- [Things to do]
1. In the mailing list post on mounting and a race condition, what option goes into the fstab entry to keep mount -a from mounting the filesystem?
2. Reproduce everything in the mailing list post from "On Sun, Mar" down to "comes up fully.", word for word.

- [Text block]
[svlug] Mounting and a simplified "race" condition

Warren Turkal wturkal at gmail.com
Mon Mar 24 09:34:26 PST 2008


So...have the mount -a not mount it and make an init script the mounts
it after the nic comes up. You can stop the mount -a from mounting the
FS by putting "noauto" into the options for the appropriate mountpoint
in the fstab file.

wt

On Sun, Mar 23, 2008 at 11:00 PM, James Sparenberg <james at linuxrebel.org> wrote:
> All,
>
>    I've got a few dozen systems in a load balanced array.  The applications
>  running on them share a common "scratch pad" area on a single system that is
>  mounted via sshfs.  (Using fuse.)
>
>    Now I've got it into fstab in such a way that it mounts without a problem
>  with the correct UID and GID.  However with the recent upgrade to CentOS 5.x,
>  and the fact that for the first time in over a year the systems restarted, I
>  noticed that the mount call quite often occurs before the NIC comes up fully.
>  (static IP's).  One of the beauties of sshfs is that it doesn't block the
>  system init, it just fails quietly, and is simple to "fix".  The joy of user
>  space.

- [Provided records]
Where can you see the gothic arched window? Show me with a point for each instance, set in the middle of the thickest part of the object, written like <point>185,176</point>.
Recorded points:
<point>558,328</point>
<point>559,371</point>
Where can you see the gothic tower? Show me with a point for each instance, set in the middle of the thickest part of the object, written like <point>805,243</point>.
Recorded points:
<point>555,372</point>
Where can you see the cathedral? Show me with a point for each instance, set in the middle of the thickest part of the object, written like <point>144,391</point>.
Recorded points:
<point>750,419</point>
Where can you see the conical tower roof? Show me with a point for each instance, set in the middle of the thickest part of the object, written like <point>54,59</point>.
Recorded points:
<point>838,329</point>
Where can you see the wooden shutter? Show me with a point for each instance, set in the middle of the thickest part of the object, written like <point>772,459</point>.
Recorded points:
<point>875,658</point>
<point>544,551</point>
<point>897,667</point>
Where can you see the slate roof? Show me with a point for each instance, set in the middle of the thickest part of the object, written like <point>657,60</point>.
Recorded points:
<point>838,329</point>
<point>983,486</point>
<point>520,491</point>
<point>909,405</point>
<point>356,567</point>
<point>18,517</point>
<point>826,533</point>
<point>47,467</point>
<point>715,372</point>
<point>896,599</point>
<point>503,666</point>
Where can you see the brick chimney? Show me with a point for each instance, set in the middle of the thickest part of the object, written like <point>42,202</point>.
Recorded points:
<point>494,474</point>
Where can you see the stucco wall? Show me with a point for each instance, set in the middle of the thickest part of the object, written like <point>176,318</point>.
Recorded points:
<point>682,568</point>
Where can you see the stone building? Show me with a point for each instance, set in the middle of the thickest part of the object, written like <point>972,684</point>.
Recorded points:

- [Outputs in order]
1. "noauto"

2.
On Sun, Mar 23, 2008 at 11:00 PM, James Sparenberg <james at linuxrebel.org> wrote:
> All,
>
>    I've got a few dozen systems in a load balanced array.  The applications
>  running on them share a common "scratch pad" area on a single system that is
>  mounted via sshfs.  (Using fuse.)
>
>    Now I've got it into fstab in such a way that it mounts without a problem
>  with the correct UID and GID.  However with the recent upgrade to CentOS 5.x,
>  and the fact that for the first time in over a year the systems restarted, I
>  noticed that the mount call quite often occurs before the NIC comes up fully.